**Görevin amacı:** Aşağıdaki veriyi düzenle: tüm satırlarda "photo" yerine "image" yaz, diğer her şeyi aynen bırak.

**Sağlanan veriler:**
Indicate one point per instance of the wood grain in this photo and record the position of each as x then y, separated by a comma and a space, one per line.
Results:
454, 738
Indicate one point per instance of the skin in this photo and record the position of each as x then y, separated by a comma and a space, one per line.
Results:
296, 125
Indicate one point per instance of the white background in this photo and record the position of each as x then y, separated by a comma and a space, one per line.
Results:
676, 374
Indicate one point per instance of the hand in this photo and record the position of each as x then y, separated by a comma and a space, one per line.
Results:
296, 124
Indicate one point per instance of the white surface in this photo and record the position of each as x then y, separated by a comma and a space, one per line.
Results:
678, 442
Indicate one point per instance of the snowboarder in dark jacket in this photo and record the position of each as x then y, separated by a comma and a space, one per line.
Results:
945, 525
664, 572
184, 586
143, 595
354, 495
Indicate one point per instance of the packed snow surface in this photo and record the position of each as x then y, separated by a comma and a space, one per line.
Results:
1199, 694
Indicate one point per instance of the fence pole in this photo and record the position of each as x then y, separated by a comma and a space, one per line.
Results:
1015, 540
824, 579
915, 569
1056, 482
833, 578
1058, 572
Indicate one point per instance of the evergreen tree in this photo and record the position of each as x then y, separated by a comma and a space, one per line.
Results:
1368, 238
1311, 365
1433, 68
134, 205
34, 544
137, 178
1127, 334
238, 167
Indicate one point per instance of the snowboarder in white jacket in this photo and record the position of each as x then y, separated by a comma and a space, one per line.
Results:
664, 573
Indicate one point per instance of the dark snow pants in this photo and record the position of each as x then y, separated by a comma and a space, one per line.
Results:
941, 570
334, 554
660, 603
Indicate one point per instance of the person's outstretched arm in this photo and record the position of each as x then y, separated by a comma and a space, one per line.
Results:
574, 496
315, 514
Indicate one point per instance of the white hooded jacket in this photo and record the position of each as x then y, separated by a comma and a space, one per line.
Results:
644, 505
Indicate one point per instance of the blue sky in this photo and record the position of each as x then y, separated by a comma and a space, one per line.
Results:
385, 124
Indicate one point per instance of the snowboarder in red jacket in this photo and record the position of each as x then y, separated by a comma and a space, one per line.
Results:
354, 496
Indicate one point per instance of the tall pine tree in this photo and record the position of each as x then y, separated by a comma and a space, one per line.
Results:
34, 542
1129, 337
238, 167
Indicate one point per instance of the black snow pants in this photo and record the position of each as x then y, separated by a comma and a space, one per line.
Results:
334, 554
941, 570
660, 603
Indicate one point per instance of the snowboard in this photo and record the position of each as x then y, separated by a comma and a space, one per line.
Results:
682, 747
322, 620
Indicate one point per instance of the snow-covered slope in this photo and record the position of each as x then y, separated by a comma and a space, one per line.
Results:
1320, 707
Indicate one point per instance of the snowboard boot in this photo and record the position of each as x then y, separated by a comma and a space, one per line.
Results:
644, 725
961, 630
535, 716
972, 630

**Tamamlanan görev:**
Indicate one point per instance of the wood grain in this image and record the position of each as x then y, separated by a comma and a space, one per line.
Results:
454, 738
Indicate one point per instance of the skin in this image and record the position of each as x then y, separated by a comma and a space, one per line.
Results:
296, 125
Indicate one point per instance of the white background in this image and record the position of each as x then y, separated by a comma and a space, one per line.
Results:
676, 374
Indicate one point per instance of the hand in this image and record the position of each as x then y, separated by a comma and a space, one per line.
Results:
296, 124
Indicate one point per instance of the white surface in this image and record the position of each as x then y, separated by a comma and a space, one per line.
Results:
678, 442
Indicate one point per instance of the snowboarder in dark jacket in this image and record the position of each as x then y, separated by a comma and a space, one per line.
Results:
945, 525
664, 572
184, 586
143, 595
354, 495
Indicate one point per instance of the packed snow surface in this image and record the position of each as x then y, separated by a comma and a space, one per line.
Results:
1199, 694
Indicate one point per instance of the fence pole in this image and record the position of each as x then y, separated by a comma and a space, one per line.
Results:
1015, 540
824, 579
915, 569
1056, 482
833, 578
1058, 572
Indicate one point per instance of the evergreen tree in this image and record the position of each as x then y, separated by a comma and a space, one per line.
Results:
1368, 238
1311, 365
1433, 68
134, 205
34, 544
137, 178
1127, 334
238, 167
Indicate one point per instance of the snowboarder in white jacket in this image and record the position of each as x then y, separated by a comma and a space, one per line.
Results:
664, 573
Indicate one point per instance of the dark snow pants in this image and record the position of each as x then y, separated by a comma and a space, one per line.
Results:
941, 570
334, 554
660, 603
Indicate one point per instance of the person's outstretched arm in this image and record the position of each as x then y, separated by a comma and a space, one per line.
Results:
574, 496
315, 514
Indicate one point per instance of the white hooded jacket in this image and record the position of each as x then y, separated by a comma and a space, one per line.
Results:
644, 505
Indicate one point per instance of the blue sky in this image and record the position of each as x then y, separated by a comma and a space, one per line.
Results:
385, 124
Indicate one point per instance of the snowboarder in red jacket in this image and record the position of each as x then y, separated by a comma and a space, one per line.
Results:
354, 496
Indicate one point per instance of the tall pine tree in this image and record the position of each as x then y, separated by a comma and a space, one per line.
Results:
34, 542
1129, 337
238, 167
Indicate one point per instance of the black snow pants in this image and record the position of each as x then y, separated by a comma and a space, one per line.
Results:
334, 554
941, 570
660, 603
Indicate one point per instance of the snowboard in this image and record the position of each as x then y, separated by a comma and a space, one per line.
Results:
682, 747
322, 620
Indicate one point per instance of the snow-covered slope in this image and record the position of each as x then y, separated by a comma and a space, one per line.
Results:
1320, 707
Indicate one point per instance of the snowboard boot in this image and record the position of each as x then y, separated by a comma and a space, one per line.
Results:
644, 725
961, 630
535, 716
972, 630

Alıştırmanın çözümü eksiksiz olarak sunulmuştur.